Source passage.
When I first announced that I was moving to the big city, it really shocked a number of people in my life. How would this Colorado girl who loves hiking, horseback riding, and, in general, spending time outside fair in a concrete canyon? How would a sweet, gentle (and naive) Colorado girl handle the big-city "F-you" attitude?

 

The answer to the first question is easy: I spend more time outside on a daily basis in NYC than I did in Colorado. Here, you spend your life outside walking to and from the subway. I pay more attention to the weather and what nature's doing than I ever did in Colorado when I mostly just walked to and from my car. And I still "get outside" in the same way I used to. I've just traded my old hikes in national forests for long walks in some of NYC's larger city parks. My log over a mountain stream has become the Highbridge over the East River. My rock formations have become fascinating and sometimes unexpected architecture. I can be just as in awe of life outdoors in the city as I am in the outdoors in Colorado.

 

The answer to how a gentle, loving person handles the big city is perhaps a little more complicated. New York is a landscape filled with people. Pretty much everywhere you go at any time of day or night, there will be someone else--or multiple someone elses. From what I've noticed, there are generally two ways of handling this.

 

The first is shutting down, which is easy to do (and I've done for portions of my time here). The mass of people--some 8.5+ million living in the city, not including the tourists--can be overwhelming, and it's easy to find yourself disliking, avoiding, and/or dismissing others. (Cue the stereotype: "Screw you! I'm walkin' here!") I'd posit that this begins from a place of imbalance. With so many people constantly around--all vying for the same subway car, the same sidewalk, the same place in line at Trader Joe's--you have to be firmly grounded in your own right to be here.*

 

If you don't feel your innate right to exist, it becomes easy for fear to creep in. The millions of strangers on the street become intimidating with their ability to take their space. Instead of being one of millions, it's easy to feel like one alone in millions, isolated in a giant city. Or, it becomes easy to lash out to prove that you have the right to your space. (Admittedly, sometimes you also see the reverse imbalance: someone feeling they have more of a right to your space than you do.)

Records from a dataset
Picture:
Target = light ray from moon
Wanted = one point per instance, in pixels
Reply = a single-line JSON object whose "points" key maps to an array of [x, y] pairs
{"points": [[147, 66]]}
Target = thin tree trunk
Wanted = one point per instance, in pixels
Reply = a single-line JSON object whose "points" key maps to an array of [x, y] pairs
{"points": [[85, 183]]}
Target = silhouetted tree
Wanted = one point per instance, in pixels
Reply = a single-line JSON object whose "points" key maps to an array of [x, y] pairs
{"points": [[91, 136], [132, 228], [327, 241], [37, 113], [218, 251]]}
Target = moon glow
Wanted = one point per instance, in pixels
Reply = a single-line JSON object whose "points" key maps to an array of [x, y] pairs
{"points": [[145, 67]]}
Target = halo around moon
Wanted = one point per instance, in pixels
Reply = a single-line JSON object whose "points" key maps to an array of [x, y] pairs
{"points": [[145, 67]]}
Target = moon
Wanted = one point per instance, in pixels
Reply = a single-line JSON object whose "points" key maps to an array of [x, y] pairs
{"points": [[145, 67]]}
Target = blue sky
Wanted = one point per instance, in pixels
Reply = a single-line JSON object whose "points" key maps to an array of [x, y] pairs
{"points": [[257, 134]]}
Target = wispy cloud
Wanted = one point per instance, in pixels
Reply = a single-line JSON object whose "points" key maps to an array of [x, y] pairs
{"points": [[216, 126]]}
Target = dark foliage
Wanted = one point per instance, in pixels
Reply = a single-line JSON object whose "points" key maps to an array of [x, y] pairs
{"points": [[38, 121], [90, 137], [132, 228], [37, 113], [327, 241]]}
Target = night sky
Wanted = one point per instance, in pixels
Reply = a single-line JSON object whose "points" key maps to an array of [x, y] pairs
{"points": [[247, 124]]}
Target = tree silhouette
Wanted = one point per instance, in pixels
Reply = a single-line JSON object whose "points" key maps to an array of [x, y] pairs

Stated exercise. Continue the essay about moving from Colorado to New York City, picking up after its final paragraph.

Result for this exercise.
 

But, for every person that has shut down or that is the stereotype of an angry New Yorker, there are plenty of others who aren't. There are those who choose to approach the millions of people with love and kindness rather than fear and anger. For some people, the city shuts them down. For others, it wakes them up. They rise at the chance to see, communicate, and connect to those millions of others. They approach live joyfully and spread that same joy to others. Given what I've always heard about big cities, I'm still constantly surprised at how many people I pass make eye contact and smile at me. In fact, as soon as I learned to get over my own fear and intimidation, I realized that more people would smile at me than not. New Yorkers can be--and often are--incredibly kind.

 

So that's how this sweet, gentle Colorado girl is fairing in the city. I'm spending my days outside, embracing my right to exist more strongly than I ever have before, and I'm learning to live from the heart: loving everyone around me and seeing that we are all the same. Each of those 8.5 million people is a part of the same great power of the Universe. Each is a beautiful, unique expression of life. Each is an opportunity to see and honor the light within all of us. With a chance like that, how could I not love the city?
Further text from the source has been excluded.